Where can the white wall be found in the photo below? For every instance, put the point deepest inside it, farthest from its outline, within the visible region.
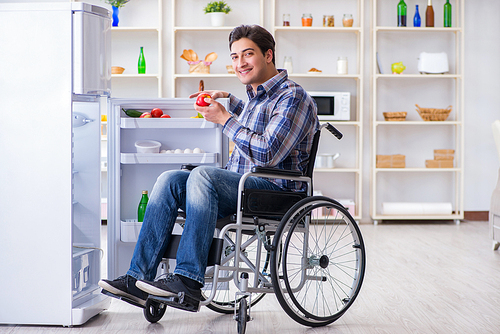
(482, 90)
(482, 101)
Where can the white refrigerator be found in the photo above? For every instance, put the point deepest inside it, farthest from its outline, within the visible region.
(54, 81)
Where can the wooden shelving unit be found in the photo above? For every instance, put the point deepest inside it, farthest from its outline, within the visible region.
(415, 183)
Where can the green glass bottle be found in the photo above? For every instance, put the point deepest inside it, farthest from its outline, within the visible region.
(141, 65)
(141, 210)
(447, 14)
(401, 14)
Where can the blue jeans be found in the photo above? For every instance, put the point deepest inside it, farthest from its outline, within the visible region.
(205, 194)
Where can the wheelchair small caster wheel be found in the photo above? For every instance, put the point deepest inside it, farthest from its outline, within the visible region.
(242, 317)
(154, 311)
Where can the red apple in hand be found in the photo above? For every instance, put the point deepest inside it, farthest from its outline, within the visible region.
(201, 100)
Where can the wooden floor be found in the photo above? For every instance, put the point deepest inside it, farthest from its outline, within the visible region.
(420, 278)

◆ ◆ ◆ ◆ ◆ ◆ ◆

Omit the pictures, and quote the material above exactly as given.

__RESPONSE TO THE EXERCISE__:
Where can the white wall be found in the photo below? For every instance, put the point deepest inside it, farthest from its outline, within the visible region.
(482, 90)
(482, 101)
Where can the white refrigerator be found in the photo above? For every instance, put the point deepest inside it, farthest from its outline, within the visible region.
(54, 81)
Where can the wooden shelving unit be found in the photo above? For every instance, put the point deepest inside it, farthest from its outline, within the visible region.
(415, 183)
Where can the green glass bottle be found in the photo above? For every instance, put the point deepest inside it, farthest from its outline, within the visible region.
(141, 65)
(141, 210)
(447, 14)
(401, 14)
Where can the blue jeans be found in the photo above? For every instance, put the point deepest inside it, farthest from its outline, within the visible region.
(205, 194)
Where can the wheelchair small caster wheel be found in the photo above? For every instance, put the point deepest inside it, farthest from its outline, within the visible region.
(242, 317)
(154, 311)
Where can the red apple in hand be found in the photo above? For every instance, put the point deepest inside it, farthest from its outline, within the visible region.
(201, 100)
Where can the wooden floor be found in the photo above? For every instance, put the point deepest inside it, farthest from its outline, within the visible region.
(420, 278)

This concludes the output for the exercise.